Point localization data

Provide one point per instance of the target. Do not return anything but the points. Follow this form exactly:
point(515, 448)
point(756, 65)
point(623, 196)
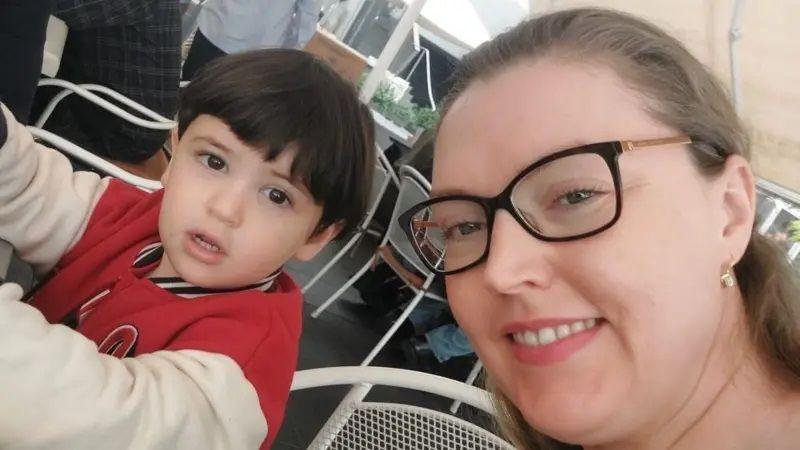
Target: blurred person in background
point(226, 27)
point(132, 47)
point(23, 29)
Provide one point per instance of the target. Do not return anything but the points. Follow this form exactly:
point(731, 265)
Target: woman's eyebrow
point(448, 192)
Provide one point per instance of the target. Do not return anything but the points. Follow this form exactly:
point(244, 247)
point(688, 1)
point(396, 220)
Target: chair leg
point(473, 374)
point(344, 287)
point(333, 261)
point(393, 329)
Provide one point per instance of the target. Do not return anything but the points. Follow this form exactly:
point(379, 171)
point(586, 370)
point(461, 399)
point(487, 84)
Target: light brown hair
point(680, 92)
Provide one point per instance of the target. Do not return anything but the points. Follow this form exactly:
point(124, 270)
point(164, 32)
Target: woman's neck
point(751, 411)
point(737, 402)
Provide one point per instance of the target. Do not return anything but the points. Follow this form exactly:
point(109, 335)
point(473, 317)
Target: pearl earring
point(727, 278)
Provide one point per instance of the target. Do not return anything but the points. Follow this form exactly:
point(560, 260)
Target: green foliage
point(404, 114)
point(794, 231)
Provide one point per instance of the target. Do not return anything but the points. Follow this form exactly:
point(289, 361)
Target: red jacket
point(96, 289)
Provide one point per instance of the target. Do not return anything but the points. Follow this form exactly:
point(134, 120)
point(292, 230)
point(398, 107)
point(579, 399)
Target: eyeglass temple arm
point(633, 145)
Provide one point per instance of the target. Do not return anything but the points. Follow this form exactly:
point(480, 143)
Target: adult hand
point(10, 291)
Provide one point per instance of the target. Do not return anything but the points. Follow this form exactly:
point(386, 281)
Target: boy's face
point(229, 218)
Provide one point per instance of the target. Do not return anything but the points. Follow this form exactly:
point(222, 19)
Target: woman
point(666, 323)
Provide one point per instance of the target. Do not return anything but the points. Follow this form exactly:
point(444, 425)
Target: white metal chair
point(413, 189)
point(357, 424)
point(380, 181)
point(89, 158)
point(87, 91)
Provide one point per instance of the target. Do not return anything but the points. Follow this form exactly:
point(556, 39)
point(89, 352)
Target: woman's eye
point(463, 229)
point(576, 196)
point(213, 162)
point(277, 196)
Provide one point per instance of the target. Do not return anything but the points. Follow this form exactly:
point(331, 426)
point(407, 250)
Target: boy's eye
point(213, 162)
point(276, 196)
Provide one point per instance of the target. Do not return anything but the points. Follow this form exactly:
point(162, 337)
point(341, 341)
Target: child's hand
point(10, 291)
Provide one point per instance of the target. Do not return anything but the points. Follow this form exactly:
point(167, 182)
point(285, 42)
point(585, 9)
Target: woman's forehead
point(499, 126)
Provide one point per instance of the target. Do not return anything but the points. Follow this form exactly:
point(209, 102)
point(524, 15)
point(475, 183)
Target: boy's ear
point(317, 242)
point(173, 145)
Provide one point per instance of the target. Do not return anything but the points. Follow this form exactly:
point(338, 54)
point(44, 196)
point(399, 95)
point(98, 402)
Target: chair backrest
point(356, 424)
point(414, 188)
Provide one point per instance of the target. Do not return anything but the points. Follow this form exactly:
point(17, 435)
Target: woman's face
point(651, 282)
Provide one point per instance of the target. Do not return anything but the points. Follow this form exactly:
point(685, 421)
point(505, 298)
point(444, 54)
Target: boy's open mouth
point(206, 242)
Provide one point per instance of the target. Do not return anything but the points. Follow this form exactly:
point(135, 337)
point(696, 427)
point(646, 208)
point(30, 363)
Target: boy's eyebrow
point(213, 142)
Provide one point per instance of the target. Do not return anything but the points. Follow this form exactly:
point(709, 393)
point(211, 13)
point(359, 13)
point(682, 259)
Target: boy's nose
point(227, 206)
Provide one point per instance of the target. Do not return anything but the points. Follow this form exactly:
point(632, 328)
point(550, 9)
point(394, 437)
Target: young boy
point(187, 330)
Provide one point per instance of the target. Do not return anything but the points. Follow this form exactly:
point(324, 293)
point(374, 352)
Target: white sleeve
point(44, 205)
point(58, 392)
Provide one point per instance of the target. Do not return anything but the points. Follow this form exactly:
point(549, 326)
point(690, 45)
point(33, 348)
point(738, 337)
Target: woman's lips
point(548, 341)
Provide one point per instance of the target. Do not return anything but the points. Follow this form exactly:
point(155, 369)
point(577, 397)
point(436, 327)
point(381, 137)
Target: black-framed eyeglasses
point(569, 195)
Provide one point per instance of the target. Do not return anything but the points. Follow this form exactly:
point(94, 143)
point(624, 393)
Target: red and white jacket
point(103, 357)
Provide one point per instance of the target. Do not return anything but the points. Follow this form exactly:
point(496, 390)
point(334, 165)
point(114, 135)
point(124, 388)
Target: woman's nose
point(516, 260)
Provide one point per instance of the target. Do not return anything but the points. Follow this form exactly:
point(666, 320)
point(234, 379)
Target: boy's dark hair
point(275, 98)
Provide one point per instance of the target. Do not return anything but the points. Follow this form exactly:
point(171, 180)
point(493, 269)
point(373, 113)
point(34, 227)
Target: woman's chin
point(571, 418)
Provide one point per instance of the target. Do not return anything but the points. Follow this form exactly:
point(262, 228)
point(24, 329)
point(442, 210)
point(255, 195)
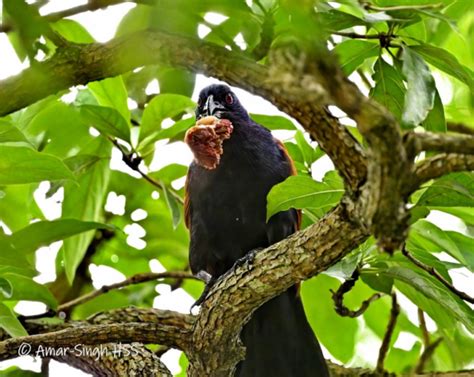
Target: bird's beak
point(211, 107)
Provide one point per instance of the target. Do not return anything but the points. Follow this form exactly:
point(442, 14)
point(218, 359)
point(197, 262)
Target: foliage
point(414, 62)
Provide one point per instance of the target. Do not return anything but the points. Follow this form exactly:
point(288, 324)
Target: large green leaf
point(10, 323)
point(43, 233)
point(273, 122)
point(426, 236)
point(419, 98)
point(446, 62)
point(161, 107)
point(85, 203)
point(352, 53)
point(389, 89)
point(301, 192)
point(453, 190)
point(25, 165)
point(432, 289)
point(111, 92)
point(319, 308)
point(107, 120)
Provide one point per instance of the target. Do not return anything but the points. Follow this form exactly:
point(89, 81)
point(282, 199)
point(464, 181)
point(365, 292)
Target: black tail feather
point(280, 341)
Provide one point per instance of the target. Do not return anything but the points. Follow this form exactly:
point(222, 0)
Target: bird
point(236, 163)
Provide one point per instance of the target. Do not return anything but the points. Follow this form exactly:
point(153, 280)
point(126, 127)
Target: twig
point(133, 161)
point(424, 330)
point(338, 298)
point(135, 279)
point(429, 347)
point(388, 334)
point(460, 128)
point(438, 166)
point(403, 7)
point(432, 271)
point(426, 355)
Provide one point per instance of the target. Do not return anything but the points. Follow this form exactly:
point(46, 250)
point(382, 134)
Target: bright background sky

● Activity:
The records above should be reproduced exactly, with the pictures omitted.

● Reply to the task:
Provide one point per instance of the target. Do not return anything but the points. Follow this form exactly:
point(515, 448)
point(756, 65)
point(623, 196)
Target: blurred person in background
point(226, 27)
point(132, 47)
point(23, 29)
Provide one point per instance of the target. Do not return anything but the points. Follow this form exactly:
point(731, 265)
Target: woman's eyebrow
point(448, 192)
Provide one point per instance of the target. Do not return anything but the points. Follow this form exactly:
point(244, 247)
point(688, 1)
point(396, 220)
Target: chair leg
point(473, 374)
point(344, 287)
point(333, 261)
point(393, 329)
Provide one point per instance of the target. Do not return anything but the points. Follow this form exactly:
point(379, 171)
point(586, 370)
point(461, 399)
point(487, 84)
Target: light brown hair
point(680, 92)
Provide one point per instance of the target. Do not return anything but the points. Follow this form exactly:
point(124, 270)
point(164, 32)
Target: woman's neck
point(751, 411)
point(737, 402)
Provide one point per instance of the target. Do not return anything but the points. Follow this form exactly:
point(109, 335)
point(473, 317)
Target: pearl earring
point(727, 278)
Provide one point per instance of the target. Do not return anything but the points. Follow this form exactly:
point(560, 260)
Target: green foliage
point(404, 114)
point(794, 231)
Provide one point per instance of the target. Do not return anything but the points. Follow this form exactly:
point(289, 361)
Target: red jacket
point(96, 289)
Provide one point per instance of the target. Do not return anything but the points. Follow this form exactly:
point(134, 120)
point(292, 230)
point(398, 107)
point(579, 399)
Target: eyeglass temple arm
point(633, 145)
Provide one point per instance of the target. Do not return anything but the points. Follow this form exactly:
point(480, 143)
Target: adult hand
point(10, 291)
Provide one point per instance of the target. Do not return anything but the points. Follow this form exactly:
point(386, 281)
Target: boy's face
point(229, 218)
Provide one point per instance of the target. Do not return anything but the points. Follow this form exactly:
point(222, 19)
Target: woman
point(666, 323)
Provide one point per instance of the target. Do not return anything but the points. Follow this form exactly:
point(444, 425)
Target: white metal chair
point(413, 189)
point(357, 424)
point(380, 181)
point(89, 158)
point(87, 91)
Provide one point per instance of the target. Do not return anything but the points. Follow this form exactly:
point(556, 39)
point(89, 352)
Target: woman's eye
point(463, 229)
point(576, 196)
point(213, 162)
point(277, 196)
Provide one point per instance of the target. Do not return anything but the points. Follow this form exactly:
point(331, 426)
point(407, 250)
Target: boy's eye
point(213, 162)
point(276, 196)
Provide one point per instance of the target. Do not return anything but the points. Follow this form exactly:
point(162, 337)
point(341, 341)
Target: child's hand
point(10, 291)
Provide one point per instance of the target. Do not return anything but the points. Follow this form exactly:
point(167, 182)
point(285, 42)
point(585, 9)
Target: woman's forehead
point(499, 126)
Provide one point per instance of the target. Do not return anything but the points. Follow this form exactly:
point(209, 102)
point(524, 15)
point(475, 183)
Target: boy's ear
point(317, 242)
point(173, 145)
Provide one point per instance of the target. Do not return anything but the points. Follow this form exactly:
point(338, 54)
point(44, 196)
point(399, 95)
point(98, 402)
Target: chair backrest
point(356, 424)
point(414, 188)
Provide one point per instance of the target. Do not return anything but the points. Follow this form exactly:
point(17, 435)
Target: woman's face
point(651, 282)
Provide one point per instance of the target. Do not return anything but the points. Follow this form exactly:
point(685, 421)
point(505, 298)
point(444, 54)
Target: boy's open mouth
point(206, 242)
Provide one point per instance of the target. Do not return anything but the points. Follow this form exactly:
point(135, 337)
point(696, 427)
point(646, 208)
point(30, 363)
Target: boy's eyebrow
point(213, 142)
Provide one point per instance of the target. Do not return anything but the points. Follow this form exactly:
point(709, 393)
point(211, 13)
point(359, 13)
point(682, 259)
Target: boy's nose
point(227, 206)
Provide one point per instance of the target. Do not return anything but the points. Follow this form exactly:
point(632, 328)
point(550, 9)
point(394, 437)
Target: young boy
point(187, 330)
Provide one point per instance of the target. Do not return anything but the points. Follow this form exactly:
point(324, 293)
point(374, 352)
Target: white sleeve
point(44, 205)
point(58, 392)
Provide one point per instance of the target. Do not return anything but the points. Follow this form exactly:
point(549, 326)
point(690, 45)
point(33, 348)
point(738, 337)
Target: woman's lips
point(548, 341)
Provide one point per instance of the target. Do not return anything but the points. Follow this form exactly:
point(155, 369)
point(577, 397)
point(436, 327)
point(381, 137)
Target: black-framed eyeglasses
point(569, 195)
Provide one point per instance of the target. Do not return anything but the points. Follow this form exactly:
point(94, 143)
point(624, 393)
Target: red and white jacket
point(103, 357)
Provide one point per instance of the target. Do not return anything but the points. Follow this form exactly:
point(496, 390)
point(334, 165)
point(114, 135)
point(124, 388)
Target: woman's nose
point(516, 260)
Provide one point per instance of the target. Do not return anything but the points. Follow this form exactly:
point(666, 320)
point(234, 379)
Target: boy's dark hair
point(275, 98)
Provide one point per instance of the target. Do not return anything but the points. Follow this form exactly:
point(171, 180)
point(493, 269)
point(373, 113)
point(34, 227)
Target: woman's chin
point(571, 418)
Provide one point per instance of the target. Do not return anything but the points. Follow this form exactly:
point(262, 228)
point(24, 329)
point(442, 210)
point(255, 195)
Target: bird's beak
point(211, 107)
Provide one point per instance of the target. Do not return anything but the points. Follow this form exactly:
point(442, 14)
point(218, 359)
point(197, 262)
Target: foliage
point(414, 62)
Provide one point per instance of the target. Do not return anything but the points. Follow this form exactly:
point(288, 324)
Target: large green leaf
point(10, 323)
point(43, 233)
point(273, 122)
point(426, 236)
point(419, 98)
point(446, 62)
point(161, 107)
point(85, 203)
point(352, 53)
point(389, 89)
point(301, 192)
point(453, 190)
point(25, 165)
point(432, 289)
point(111, 92)
point(319, 308)
point(107, 120)
Provide one point per instance of the target. Do not return anything but the points. Follow this form exactly:
point(89, 81)
point(282, 199)
point(464, 181)
point(365, 292)
Target: black tail feather
point(280, 341)
Provide one point per instance of the target. Do not return anything but the points. Follow this form exactly:
point(222, 0)
Target: bird
point(236, 163)
Provide one point per instance of the target. Do not return anything but the points. Follow this form exactly:
point(153, 280)
point(126, 127)
Target: twig
point(133, 161)
point(424, 330)
point(338, 298)
point(135, 279)
point(429, 347)
point(388, 334)
point(460, 128)
point(438, 166)
point(403, 7)
point(432, 271)
point(426, 355)
Provide one point per instance of the target. Do not return anything but the points. Follow this form exactly:
point(46, 250)
point(382, 134)
Target: bright background sky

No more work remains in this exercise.